(EXCERPT PROVIDED)
Here are a few new pictures, in the first 2 the boys were pushing one another to get at the kale. I told them that they could each have one side but they both wanted to munch on it from the same spot.




Here they are just being 2 sweet boys


----------



## Niamhf

Oh they are just too cute and pretty  little angel faces


----------



## Cody

The boys are coming out of their cage and getting a bit more tame here are a few new pictures
Here they are on top of their cage having a little disagreement about who will be first to get under the cage cover


they both made it


I'm gonna get that millet


thanks for looking


----------



## StarlingWings

They are just so adorable, Cody! Look at their little cute faces  Those are wonderful pictures and I can see they've settled in beautifully 

Do they have names yet?


----------



## Cody

StarlingWings said:


> They are just so adorable, Cody! Look at their little cute faces  Those are wonderful pictures and I can see they've settled in beautifully
> 
> Do they have names yet?


They are really sweet little guys the Blue one is Beau and the green one is Nicky.


----------



## aluz

It's great to see your boys first out of cage adventures and I'm glad some progress has been made in terms of taming! 
They look especially cute under their blankey.


----------



## Bearnoname

Oh Cody, you are so lucky. I have wanted one for a while (never seen any locally in my area) some day I hope a special one will find it's way into my life.


----------



## Cody

Bearnoname said:


> Oh Cody, you are so lucky. I have wanted one for a while (never seen any locally in my area) some day I hope a special one will find it's way into my life.


I searched for months trying to find breeders in my area, there just don't seem to be many people breeding them. Try contacting someone at the Lineolated Parakeet Society maybe they can put you in touch with a breeder.


----------

(SHORT PROBLEM 1) Pull out every line of the listing that contains the word "ceiling".
The thread and the listing are unrelated material.

(ENTRIES)
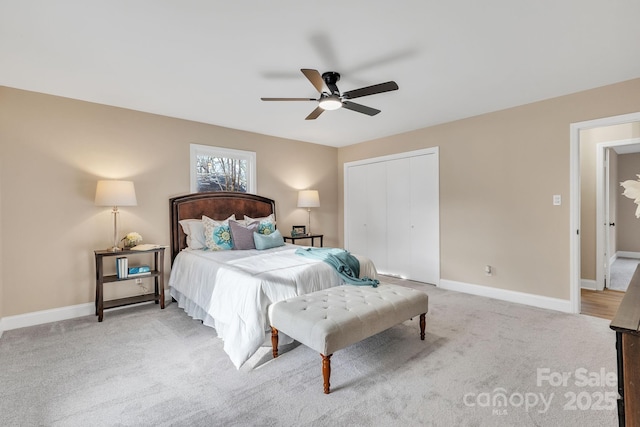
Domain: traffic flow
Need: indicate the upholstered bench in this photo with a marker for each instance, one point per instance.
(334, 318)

---

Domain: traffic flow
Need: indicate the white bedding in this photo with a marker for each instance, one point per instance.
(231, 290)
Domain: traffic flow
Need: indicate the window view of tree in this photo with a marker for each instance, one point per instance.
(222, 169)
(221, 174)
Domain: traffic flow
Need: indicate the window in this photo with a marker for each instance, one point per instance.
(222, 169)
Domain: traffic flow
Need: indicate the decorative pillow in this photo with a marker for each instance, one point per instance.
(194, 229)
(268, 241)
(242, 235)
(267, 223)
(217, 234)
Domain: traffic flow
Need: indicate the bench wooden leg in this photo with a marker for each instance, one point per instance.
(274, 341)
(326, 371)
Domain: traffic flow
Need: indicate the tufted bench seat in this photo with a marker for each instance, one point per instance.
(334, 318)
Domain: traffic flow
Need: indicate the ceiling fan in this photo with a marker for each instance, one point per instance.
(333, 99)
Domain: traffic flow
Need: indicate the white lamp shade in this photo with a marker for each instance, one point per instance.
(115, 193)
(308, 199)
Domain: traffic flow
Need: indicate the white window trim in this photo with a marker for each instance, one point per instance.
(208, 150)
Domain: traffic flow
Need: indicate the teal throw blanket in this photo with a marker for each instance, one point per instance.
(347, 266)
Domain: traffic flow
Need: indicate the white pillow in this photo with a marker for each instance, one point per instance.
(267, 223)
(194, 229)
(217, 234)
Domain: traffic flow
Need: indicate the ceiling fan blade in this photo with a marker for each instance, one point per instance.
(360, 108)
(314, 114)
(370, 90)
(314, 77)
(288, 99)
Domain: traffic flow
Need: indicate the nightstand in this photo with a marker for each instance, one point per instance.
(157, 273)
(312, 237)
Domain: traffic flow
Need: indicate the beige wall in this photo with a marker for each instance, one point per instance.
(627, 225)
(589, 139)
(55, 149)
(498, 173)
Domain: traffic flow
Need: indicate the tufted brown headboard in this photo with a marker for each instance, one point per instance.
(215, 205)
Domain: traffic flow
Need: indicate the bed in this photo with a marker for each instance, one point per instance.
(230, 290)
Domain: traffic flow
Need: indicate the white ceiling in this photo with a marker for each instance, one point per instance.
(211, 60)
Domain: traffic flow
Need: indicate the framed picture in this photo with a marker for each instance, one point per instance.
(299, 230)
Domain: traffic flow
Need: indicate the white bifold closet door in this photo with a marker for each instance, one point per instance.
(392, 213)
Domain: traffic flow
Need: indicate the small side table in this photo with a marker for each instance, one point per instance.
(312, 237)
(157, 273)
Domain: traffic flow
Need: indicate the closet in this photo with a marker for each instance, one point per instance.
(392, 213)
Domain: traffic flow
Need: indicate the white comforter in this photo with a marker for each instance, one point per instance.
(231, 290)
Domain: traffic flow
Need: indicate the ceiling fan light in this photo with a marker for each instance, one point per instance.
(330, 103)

(SHORT PROBLEM 2) In one to three sentences, explain why Cody suggests that Bearnoname contact the Lineolated Parakeet Society, as the thread gives it.

(WORKED SOLUTION 1)
Need: indicate the ceiling fan in this photo with a marker for each instance, one point per instance.
Need: indicate the ceiling fan blade in this photo with a marker for each instance, one point per instance.
Need: indicate the white ceiling in this photo with a marker for each instance, one point per instance.
Need: indicate the ceiling fan light in this photo with a marker for each instance, one point per instance.

(WORKED SOLUTION 2) Cody searched for months for breeders in the area and found that few people seem to breed them. The Lineolated Parakeet Society might be able to put Bearnoname in touch with a breeder.